> FRAGMENTO DEL DOCUMENTO:
Con este artículo, el historiador Gerardo Ferrara inicia una serie de tres estudios en la que nos introducirá en la cultura, historia y religión de Turquía.

Gerardo Ferrara·12 de abril de 2024·Tiempo de lectura: 7 minutos

Estambul ©Carlos ZGZ (flickr)

El proceso de ampliación de la Unión Europea ha enfrentado a sus miembros fundadores con realidades, países y pueblos que hasta hace poco se consideraban enemigos, “otros”, exóticos, casi olvidados.

Hoy, Europa se ve obligada a interrogarse sobre la identidad de las poblaciones que presionan en sus fronteras y a comprender plenamente las complejas realidades que, si se descuidan, pueden convertirse en conflictos sangrientos como los que asolaron el Viejo Continente en el siglo pasado y que llevan siglos inflamando zonas vecinas como los Balcanes, el Cáucaso y el Mediterráneo oriental.

Una de esas realidades es Turquía, país transcontinental (a caballo entre Europa y Asia) que siempre ha sido punto de encuentro (y choque) entre Oriente y Occidente.

Algunos datos

Con una superficie de 783.356 km², Turquía (oficialmente: República de Turquía) es un Estado que ocupa la totalidad de la península de Anatolia (con la parte oriental del país situada en Cilicia y en la plataforma árabe) y una pequeña porción de Tracia, en Europa (lindando con Grecia y Bulgaria). Limita con nada menos que ocho países diferentes (y bien podríamos decir mundos culturales diferentes, siendo Grecia y Bulgaria en Europa; Georgia, Armenia y Azerbaiyán en el Cáucaso; Irán en el este; Irak y Siria, por tanto el mundo árabe, en el sur). Da a cuatro mares: Mediterráneo, Egeo, Mar Negro y Mar de Mármara, que divide la parte asiática de la europea. Tiene una población de más de 85 millones de habitantes, en su mayoría clasificados como «turcos», pero con una gran variedad de minorías étnicas y religiosas.

Turquía es una república presidencial desde 2017, oficialmente un Estado laico. El islam es la religión predominante (el 99 % de los turcos se consideran musulmanes). Además de los suníes, que son mayoría, también hay una minoría significativa (al menos un 10 %) de chiíes, principalmente en la comunidad aleví. También hay unos 120.000 cristianos (en su mayoría griegos ortodoxos, pero también armenios apostólicos) y una pequeña comunidad judía, concentrada principalmente en Estambul. Las minorías cristiana y judía representan un legado microscópico de lo que fueron grandes e importantes comunidades hasta el siglo XX.

> MATERIAL DE PARTIDA:
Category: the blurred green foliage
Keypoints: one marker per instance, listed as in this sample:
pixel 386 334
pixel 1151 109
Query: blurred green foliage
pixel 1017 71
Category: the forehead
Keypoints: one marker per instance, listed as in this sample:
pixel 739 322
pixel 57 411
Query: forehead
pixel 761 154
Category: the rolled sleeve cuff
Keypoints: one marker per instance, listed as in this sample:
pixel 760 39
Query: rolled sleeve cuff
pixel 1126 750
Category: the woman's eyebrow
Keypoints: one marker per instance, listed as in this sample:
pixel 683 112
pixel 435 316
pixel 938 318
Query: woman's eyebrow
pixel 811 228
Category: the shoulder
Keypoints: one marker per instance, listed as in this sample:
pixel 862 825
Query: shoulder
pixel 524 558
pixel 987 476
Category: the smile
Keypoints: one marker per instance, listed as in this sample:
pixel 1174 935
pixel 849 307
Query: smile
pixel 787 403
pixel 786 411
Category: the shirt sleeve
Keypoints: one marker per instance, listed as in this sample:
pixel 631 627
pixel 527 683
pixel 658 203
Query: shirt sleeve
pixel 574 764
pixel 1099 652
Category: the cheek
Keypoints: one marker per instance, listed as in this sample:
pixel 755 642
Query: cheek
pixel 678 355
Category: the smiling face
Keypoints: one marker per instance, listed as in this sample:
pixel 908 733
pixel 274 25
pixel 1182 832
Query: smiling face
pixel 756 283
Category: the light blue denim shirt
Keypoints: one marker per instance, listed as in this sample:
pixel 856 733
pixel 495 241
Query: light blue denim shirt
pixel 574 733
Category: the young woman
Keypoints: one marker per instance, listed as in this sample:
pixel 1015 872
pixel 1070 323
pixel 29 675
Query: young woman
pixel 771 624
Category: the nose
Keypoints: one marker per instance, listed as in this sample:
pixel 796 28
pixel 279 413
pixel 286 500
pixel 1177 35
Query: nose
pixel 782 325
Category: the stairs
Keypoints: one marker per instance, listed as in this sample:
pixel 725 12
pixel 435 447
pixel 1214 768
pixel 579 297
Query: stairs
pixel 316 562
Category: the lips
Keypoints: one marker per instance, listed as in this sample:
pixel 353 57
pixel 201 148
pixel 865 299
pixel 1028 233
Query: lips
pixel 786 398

> TAREAS POR HACER:
**a.** En los registros, cambia "forehead" por "brow" desde la línea que contiene "Category: the forehead" hasta la que contiene "pixel 1126 750", ambas incluidas. Copia solo esas líneas y deja todo lo demás igual.
**b.** Sigue el texto sobre Turquía a partir de donde se detiene.

> RESULTADOS DEL EJERCICIO:
**a.**
Category: the brow
Keypoints: one marker per instance, listed as in this sample:
pixel 739 322
pixel 57 411
Query: brow
pixel 761 154
Category: the rolled sleeve cuff
Keypoints: one marker per instance, listed as in this sample:
pixel 760 39
Query: rolled sleeve cuff
pixel 1126 750

**b.**
Un poco de historia

En primer lugar, ¿por qué Turquía tiene este nombre? En efecto, hasta 1923 lo que hoy es la república turca formaba parte (de hecho, la parte principal) del Imperio otomano. El término «turco», de hecho, es un etnónimo (de «türk») de los habitantes de la Turquía actual, pero también se refiere a los pueblos turcos en general (incluidos hunos, ávaros, búlgaros, etc.), aquellos que, procedentes de las estepas de Mongolia y Asia Central, colonizaron durante milenios partes de Europa Oriental, Oriente Próximo y Asia. Hoy se habla también de «pueblos túrquicos», es decir, aquellos (turcos, azeríes, kazajos, turcomanos, uzbekos, tártaros, uigures, etc.) que hablan lenguas túrquicas, lenguas estrechamente emparentadas y pertenecientes a la familia altaica.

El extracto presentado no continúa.